Data items:
- - - - -

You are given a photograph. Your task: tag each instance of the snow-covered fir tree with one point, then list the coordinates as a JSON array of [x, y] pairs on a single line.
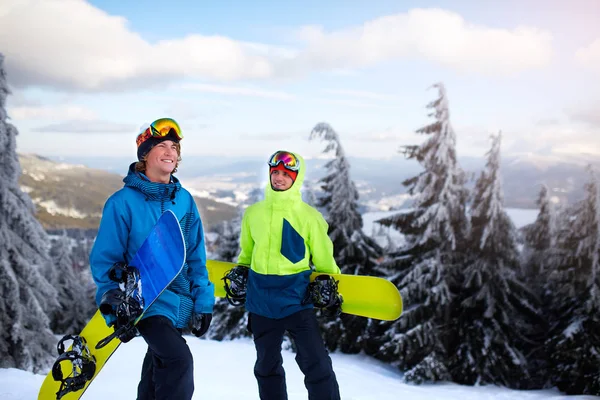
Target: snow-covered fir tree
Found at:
[[26, 297], [539, 239], [74, 286], [434, 229], [538, 258], [354, 251], [494, 310], [574, 342]]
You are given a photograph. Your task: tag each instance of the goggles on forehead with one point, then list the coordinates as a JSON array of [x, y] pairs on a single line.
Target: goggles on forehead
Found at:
[[286, 158], [160, 128]]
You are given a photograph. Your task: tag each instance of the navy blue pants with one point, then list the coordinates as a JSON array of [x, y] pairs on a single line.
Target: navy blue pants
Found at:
[[311, 355], [168, 368]]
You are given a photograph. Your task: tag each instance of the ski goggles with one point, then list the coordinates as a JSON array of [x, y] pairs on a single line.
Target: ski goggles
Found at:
[[286, 158], [160, 128]]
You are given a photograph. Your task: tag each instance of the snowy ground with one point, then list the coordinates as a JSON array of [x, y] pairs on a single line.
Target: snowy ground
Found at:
[[223, 370]]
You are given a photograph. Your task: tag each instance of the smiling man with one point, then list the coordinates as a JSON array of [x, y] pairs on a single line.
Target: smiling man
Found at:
[[128, 216]]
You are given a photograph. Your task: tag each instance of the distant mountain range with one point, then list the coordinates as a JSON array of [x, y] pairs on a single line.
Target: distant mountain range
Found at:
[[70, 192], [71, 196]]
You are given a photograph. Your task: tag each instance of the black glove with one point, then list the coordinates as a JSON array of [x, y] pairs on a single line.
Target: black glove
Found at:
[[125, 311], [200, 323], [128, 333]]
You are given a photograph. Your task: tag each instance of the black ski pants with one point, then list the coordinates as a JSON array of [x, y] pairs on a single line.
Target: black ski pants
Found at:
[[168, 368], [312, 356]]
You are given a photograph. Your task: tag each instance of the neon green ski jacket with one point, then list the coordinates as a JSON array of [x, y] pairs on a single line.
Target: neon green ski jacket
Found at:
[[281, 236]]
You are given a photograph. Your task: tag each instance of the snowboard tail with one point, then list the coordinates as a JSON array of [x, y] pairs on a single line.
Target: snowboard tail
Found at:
[[364, 296], [159, 260]]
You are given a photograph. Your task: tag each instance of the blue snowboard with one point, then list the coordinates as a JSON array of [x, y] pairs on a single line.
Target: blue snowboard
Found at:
[[159, 260]]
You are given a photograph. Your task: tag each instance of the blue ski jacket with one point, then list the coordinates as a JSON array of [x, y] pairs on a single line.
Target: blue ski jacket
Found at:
[[127, 218]]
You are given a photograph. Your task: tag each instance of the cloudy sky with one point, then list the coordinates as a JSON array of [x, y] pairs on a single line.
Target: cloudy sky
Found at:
[[247, 77]]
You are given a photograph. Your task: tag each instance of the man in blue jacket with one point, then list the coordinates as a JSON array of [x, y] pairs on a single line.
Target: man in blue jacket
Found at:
[[128, 216]]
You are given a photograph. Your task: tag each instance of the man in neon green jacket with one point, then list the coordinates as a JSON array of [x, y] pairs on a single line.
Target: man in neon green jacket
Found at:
[[280, 236]]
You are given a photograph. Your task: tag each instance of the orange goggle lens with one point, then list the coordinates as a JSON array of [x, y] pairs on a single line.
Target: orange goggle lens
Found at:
[[288, 159], [160, 128]]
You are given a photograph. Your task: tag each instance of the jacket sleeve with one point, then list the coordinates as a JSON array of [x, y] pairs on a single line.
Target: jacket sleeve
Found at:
[[321, 247], [202, 289], [109, 247], [246, 242]]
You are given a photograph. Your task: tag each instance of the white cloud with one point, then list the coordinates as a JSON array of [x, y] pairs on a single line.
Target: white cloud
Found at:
[[238, 91], [86, 127], [589, 116], [72, 44], [51, 112], [360, 94], [589, 56], [437, 35]]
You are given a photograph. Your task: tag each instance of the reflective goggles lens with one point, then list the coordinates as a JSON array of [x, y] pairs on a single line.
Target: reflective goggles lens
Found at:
[[160, 128], [288, 159]]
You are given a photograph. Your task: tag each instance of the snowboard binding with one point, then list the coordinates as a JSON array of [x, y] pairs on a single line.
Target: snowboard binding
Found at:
[[235, 282], [125, 303], [323, 293], [83, 365]]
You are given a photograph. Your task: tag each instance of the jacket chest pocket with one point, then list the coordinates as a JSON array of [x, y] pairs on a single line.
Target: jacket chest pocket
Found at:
[[292, 243]]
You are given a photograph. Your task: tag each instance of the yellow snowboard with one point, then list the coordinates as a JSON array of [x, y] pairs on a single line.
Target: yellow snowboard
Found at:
[[365, 296], [95, 330]]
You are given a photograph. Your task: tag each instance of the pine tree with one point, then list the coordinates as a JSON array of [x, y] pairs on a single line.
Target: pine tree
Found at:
[[435, 229], [26, 297], [354, 251], [538, 256], [574, 343], [539, 239], [494, 309], [77, 304]]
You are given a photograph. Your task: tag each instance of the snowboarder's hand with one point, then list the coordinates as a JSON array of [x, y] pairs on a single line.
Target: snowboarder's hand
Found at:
[[200, 323], [128, 334]]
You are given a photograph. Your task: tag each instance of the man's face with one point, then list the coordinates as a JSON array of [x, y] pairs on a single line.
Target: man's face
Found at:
[[162, 159], [280, 180]]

- - - - -

Task to complete =
Return only the lines from the start of the data through the line that contains "of the distant", please, copying them exactly and omitting all pictures.

Worked solution =
You are given a photograph. Your task: tag each instance of the snow-covered fir tree with one point, then list the coordinates as a JSON array of [x, y] pairs on a single line.
Target: snow-covered fir tree
Found at:
[[26, 297], [539, 239], [74, 286], [434, 229], [538, 258], [354, 251], [494, 310], [574, 342]]
You are given a photograph. Your task: tag each instance of the goggles on forehead with one point, then list the coordinates as a JSON array of [x, y] pairs on a single line.
Target: goggles on forehead
Found at:
[[286, 158], [160, 128]]
You are given a photograph. Your task: tag each instance of the navy blue pants with one point, then list the coordinates as a JSON array of [x, y] pairs on a single line.
Target: navy blue pants
Found at:
[[311, 355], [168, 368]]
You are given a photograph. Your task: tag each instance of the ski goggles with one point, then list the coordinates as a JSON array of [x, y] pairs on a single line.
Target: ski goggles
Found at:
[[286, 158], [160, 128]]
You are given a photograph. Your task: tag each instance of the snowy ground with one point, then list the coordinates as a JSON array of [x, y] pairs on a single line.
Target: snowy ground
Found at:
[[223, 370]]
You are given a photograph. Your task: tag each instance of the smiling man with one point, then list the coordinates as a JSON array of [x, y] pairs on a single line.
Target: smiling man
Found at:
[[128, 216]]
You are given a photograph. Your task: tag each instance of the distant mountain range with one point, then list the coordinates as a JSON array of [x, y] pairs on a single line.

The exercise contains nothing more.